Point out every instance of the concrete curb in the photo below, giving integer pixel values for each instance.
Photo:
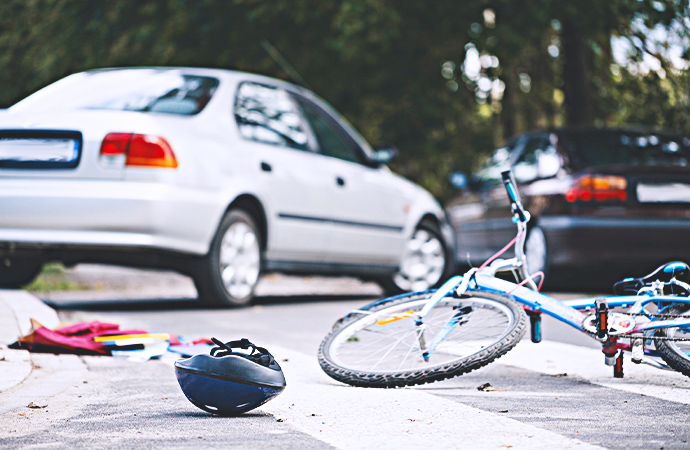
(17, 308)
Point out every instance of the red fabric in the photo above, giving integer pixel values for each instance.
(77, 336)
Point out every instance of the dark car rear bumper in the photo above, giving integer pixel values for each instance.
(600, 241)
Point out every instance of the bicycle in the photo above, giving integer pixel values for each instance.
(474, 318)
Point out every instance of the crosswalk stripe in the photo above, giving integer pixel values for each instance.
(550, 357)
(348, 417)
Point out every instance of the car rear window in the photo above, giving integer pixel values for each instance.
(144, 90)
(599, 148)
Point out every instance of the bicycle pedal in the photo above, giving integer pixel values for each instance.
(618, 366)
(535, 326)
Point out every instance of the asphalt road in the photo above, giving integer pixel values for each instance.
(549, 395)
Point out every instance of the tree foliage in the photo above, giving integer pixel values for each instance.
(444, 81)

_____

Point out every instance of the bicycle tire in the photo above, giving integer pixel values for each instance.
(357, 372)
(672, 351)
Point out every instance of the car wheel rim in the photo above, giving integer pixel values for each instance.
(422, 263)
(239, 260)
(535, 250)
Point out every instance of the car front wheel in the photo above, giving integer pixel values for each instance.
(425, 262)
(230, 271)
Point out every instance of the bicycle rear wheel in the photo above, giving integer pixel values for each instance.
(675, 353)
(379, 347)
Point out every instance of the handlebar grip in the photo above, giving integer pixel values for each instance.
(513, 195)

_____

* What is being asked
Return each line of the records above that contains the word "wheel". Only matches with the same capitalization count.

* Solved problem
Point out every instance of the car wheel rim in the photo above, giving integer pixel values for each instance.
Point out every instance of the car front wheel in the photo above, giving integer pixel values for each instance.
Point out every instance of the bicycle rear wheel in the photo above, giving integer pixel values for each instance.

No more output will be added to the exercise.